### Artikel
========

Kunst ist Verstörung

Von Redaktion · · 2013/04

Sechs Jahre lang hat Stefanie Carp das Schauspielprogramm der Wiener Festwochen gestaltet. Sie hat viele Produktionen aus allen Kontinenten nach Wien gebracht. Mit dieser Saison verlässt sie die Stadt. Stefanie Carp im Gespräch mit Südwind-Mitarbeiter Werner Hörtner.

Südwind-Magazin: Nach den diesjährigen Wiener Festwochen verlassen Sie die Stadt. Glauben Sie, dass Sie das Publikum durch Ihre Tätigkeit weiter gebracht haben auf dem Weg über die Ozeane ins außereuropäische Theatergeschehen?
Stefanie Carp:
„Weiter gebracht“ erscheint mir eine zu anmaßende Formulierung. Ich denke aber, dass ich das Schauspielprogramm eine Runde weiter außereuropäisch internationalisieren konnte. Ich habe das Programm stärker um den postkolonialen Diskurs erweitert. Ich habe außerdem ein Programm gemacht, das das Schauspiel hin zur Performance öffnet, zur Installation, zur Intervention im öffentlichen Raum, zur Bildenden Kunst und Musik. Wichtig war mir, dass man in der Darstellung und Wahrnehmung nicht mehr zwischen großen repräsentativen Arbeiten in den entsprechenden Räumen und kleinen Formaten unterscheidet.

Das Publikum ist Ihnen auf diesen Weg gefolgt?
Es ist mir teilweise gelungen, das Publikum auf den Weg mitzunehmen, sich auch mal auf etwas Unbekanntes einzulassen. Wenn man Wiens Kulturpolitikern und -politikerinnen zuhört, hat man immer den Eindruck, dass deutschsprachiges Stadttheater und Musiktheater am wichtigsten sind, und neue, kleinere, fragile Formate nur das „Minderheitenprogramm“, wie es unverblümt genannt wird, darstellen. Die Fixierung auf Berühmtheiten und Repräsentation ist in Österreich wahrscheinlich so ausgeprägt, weil die Kunstinstitutionen immer noch den Hof ersetzen sollen.

Von den Lesern und Leserinnen unserer Zeitschrift wissen wir, dass sie über das von ihnen initiierte Theaterprogramm sehr froh sind.
Es gibt heute ein wachsendes Interesse an Internationalität. Fast jeder Jugendliche hat direkte oder indirekte Beziehungen zu außereuropäischen Ländern und lernt mehrere Fremdsprachen. Die junge Generation fängt also schon internationalisiert an.

Was zieht Sie persönlich am außereuropäischen Theater an?

========

### Zu lösende Aufgaben
A - Prüfen Sie, ob die folgenden Aussagen mit dem Artikel übereinstimmen, und antworten Sie jeweils mit Ja oder Nein samt den entscheidenden Worten des Artikels als wörtlichem Zitat. (i) Stefanie Carp hat das Schauspielprogramm der Wiener Festwochen sechs Jahre lang gestaltet. (ii) Carp hält die Formulierung „weiter gebracht“ für zutreffend. (iii) Nach Carps Worten lernt fast jeder Jugendliche mehrere Fremdsprachen.
B - Schreiben Sie aus dem Artikel alles von „Das Publikum ist“ bis hinunter zu „sehr froh sind.“ wortgetreu ab.

========

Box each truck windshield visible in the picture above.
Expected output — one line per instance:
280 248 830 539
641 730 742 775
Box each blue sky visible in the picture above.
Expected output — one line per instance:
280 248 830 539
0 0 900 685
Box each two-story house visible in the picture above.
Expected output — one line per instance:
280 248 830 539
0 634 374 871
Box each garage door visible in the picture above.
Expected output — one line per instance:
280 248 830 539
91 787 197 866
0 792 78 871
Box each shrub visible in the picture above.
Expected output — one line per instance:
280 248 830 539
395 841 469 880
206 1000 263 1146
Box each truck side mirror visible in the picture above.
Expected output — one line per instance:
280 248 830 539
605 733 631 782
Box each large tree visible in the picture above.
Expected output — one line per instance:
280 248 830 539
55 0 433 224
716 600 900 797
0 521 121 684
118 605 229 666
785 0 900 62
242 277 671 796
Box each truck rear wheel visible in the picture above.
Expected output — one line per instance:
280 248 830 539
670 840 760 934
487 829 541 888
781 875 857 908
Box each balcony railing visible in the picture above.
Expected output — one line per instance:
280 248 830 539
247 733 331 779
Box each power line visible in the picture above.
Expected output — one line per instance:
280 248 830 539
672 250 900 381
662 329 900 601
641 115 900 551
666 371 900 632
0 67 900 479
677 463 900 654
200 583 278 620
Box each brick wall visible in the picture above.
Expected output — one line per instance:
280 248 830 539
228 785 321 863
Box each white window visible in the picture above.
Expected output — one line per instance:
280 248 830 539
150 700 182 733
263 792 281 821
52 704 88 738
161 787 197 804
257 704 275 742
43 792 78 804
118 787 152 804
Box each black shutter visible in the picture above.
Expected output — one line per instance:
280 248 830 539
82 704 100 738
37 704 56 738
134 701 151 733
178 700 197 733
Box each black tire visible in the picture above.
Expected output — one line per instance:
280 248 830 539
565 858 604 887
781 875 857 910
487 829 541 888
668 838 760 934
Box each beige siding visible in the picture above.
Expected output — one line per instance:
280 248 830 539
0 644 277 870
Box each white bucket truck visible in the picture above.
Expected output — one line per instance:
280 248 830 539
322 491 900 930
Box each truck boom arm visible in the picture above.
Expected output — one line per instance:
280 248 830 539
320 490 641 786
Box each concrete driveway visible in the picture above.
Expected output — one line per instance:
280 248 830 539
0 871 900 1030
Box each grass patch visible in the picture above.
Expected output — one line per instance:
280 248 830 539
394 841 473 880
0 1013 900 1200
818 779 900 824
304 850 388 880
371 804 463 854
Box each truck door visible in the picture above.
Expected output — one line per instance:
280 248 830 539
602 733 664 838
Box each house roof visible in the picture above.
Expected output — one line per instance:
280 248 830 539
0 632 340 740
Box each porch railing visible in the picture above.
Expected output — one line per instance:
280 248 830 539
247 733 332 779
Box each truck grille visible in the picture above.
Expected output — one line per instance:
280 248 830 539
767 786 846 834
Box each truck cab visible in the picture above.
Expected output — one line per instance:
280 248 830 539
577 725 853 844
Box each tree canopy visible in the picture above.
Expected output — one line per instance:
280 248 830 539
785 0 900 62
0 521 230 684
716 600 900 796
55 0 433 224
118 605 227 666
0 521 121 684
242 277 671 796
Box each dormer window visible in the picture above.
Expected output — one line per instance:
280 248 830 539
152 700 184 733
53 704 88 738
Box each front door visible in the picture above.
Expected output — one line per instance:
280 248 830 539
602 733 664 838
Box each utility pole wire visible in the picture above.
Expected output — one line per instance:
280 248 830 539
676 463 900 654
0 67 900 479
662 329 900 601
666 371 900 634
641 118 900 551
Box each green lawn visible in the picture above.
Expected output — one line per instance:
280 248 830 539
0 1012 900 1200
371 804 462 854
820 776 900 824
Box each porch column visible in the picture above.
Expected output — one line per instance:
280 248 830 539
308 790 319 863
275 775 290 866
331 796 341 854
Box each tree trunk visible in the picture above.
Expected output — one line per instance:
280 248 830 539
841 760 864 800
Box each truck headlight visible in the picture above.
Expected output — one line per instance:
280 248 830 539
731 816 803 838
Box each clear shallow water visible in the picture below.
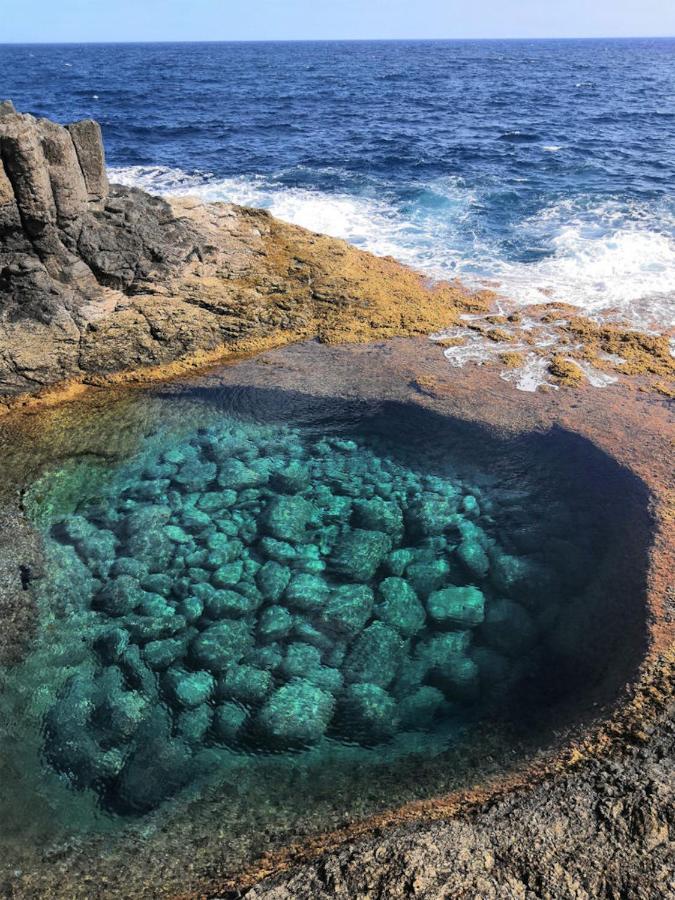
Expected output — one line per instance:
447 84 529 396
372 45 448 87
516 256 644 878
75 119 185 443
0 39 675 327
0 389 639 884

========

### Ergebnisse
A -
(i) Ja: „Sechs Jahre lang hat Stefanie Carp das Schauspielprogramm der Wiener Festwochen gestaltet.“
(ii) Nein: „„Weiter gebracht“ erscheint mir eine zu anmaßende Formulierung.“
(iii) Ja: „Fast jeder Jugendliche hat direkte oder indirekte Beziehungen zu außereuropäischen Ländern und lernt mehrere Fremdsprachen.“

B -
Das Publikum ist Ihnen auf diesen Weg gefolgt?
Es ist mir teilweise gelungen, das Publikum auf den Weg mitzunehmen, sich auch mal auf etwas Unbekanntes einzulassen. Wenn man Wiens Kulturpolitikern und -politikerinnen zuhört, hat man immer den Eindruck, dass deutschsprachiges Stadttheater und Musiktheater am wichtigsten sind, und neue, kleinere, fragile Formate nur das „Minderheitenprogramm“, wie es unverblümt genannt wird, darstellen. Die Fixierung auf Berühmtheiten und Repräsentation ist in Österreich wahrscheinlich so ausgeprägt, weil die Kunstinstitutionen immer noch den Hof ersetzen sollen.

Von den Lesern und Leserinnen unserer Zeitschrift wissen wir, dass sie über das von ihnen initiierte Theaterprogramm sehr froh sind.